▶ **Problem**:
Count the lines in the entries below that contain the string "image". Give only that number.

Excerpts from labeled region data
━━━
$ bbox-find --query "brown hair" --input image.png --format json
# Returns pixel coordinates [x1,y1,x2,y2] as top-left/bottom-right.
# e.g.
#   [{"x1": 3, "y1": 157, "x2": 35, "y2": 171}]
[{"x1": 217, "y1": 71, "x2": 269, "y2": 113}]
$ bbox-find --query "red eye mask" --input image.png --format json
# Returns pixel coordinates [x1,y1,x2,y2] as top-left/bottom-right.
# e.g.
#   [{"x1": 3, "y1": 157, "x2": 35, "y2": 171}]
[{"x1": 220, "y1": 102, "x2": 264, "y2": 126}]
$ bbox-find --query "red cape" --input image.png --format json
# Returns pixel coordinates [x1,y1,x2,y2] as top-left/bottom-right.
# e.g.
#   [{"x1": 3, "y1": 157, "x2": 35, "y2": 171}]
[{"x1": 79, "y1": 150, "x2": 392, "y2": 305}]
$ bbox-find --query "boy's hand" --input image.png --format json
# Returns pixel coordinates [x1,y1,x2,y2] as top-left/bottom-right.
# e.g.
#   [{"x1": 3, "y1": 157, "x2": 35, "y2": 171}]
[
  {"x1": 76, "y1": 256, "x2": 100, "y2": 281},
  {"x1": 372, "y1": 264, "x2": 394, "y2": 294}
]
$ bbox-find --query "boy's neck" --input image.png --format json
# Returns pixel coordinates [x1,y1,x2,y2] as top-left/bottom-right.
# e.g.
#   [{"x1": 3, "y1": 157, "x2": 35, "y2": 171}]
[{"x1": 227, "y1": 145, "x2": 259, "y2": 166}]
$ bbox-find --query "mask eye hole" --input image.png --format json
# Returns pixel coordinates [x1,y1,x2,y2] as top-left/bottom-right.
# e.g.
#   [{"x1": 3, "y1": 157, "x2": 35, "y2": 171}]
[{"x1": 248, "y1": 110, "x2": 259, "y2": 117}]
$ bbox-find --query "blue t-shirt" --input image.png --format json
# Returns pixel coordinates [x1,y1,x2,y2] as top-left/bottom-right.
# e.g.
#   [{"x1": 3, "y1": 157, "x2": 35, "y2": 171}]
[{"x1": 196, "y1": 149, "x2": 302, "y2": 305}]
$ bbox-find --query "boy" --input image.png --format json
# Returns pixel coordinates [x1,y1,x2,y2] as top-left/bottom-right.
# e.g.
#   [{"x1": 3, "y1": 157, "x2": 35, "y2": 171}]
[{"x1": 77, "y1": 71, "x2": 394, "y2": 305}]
━━━
▶ **Written solution**:
8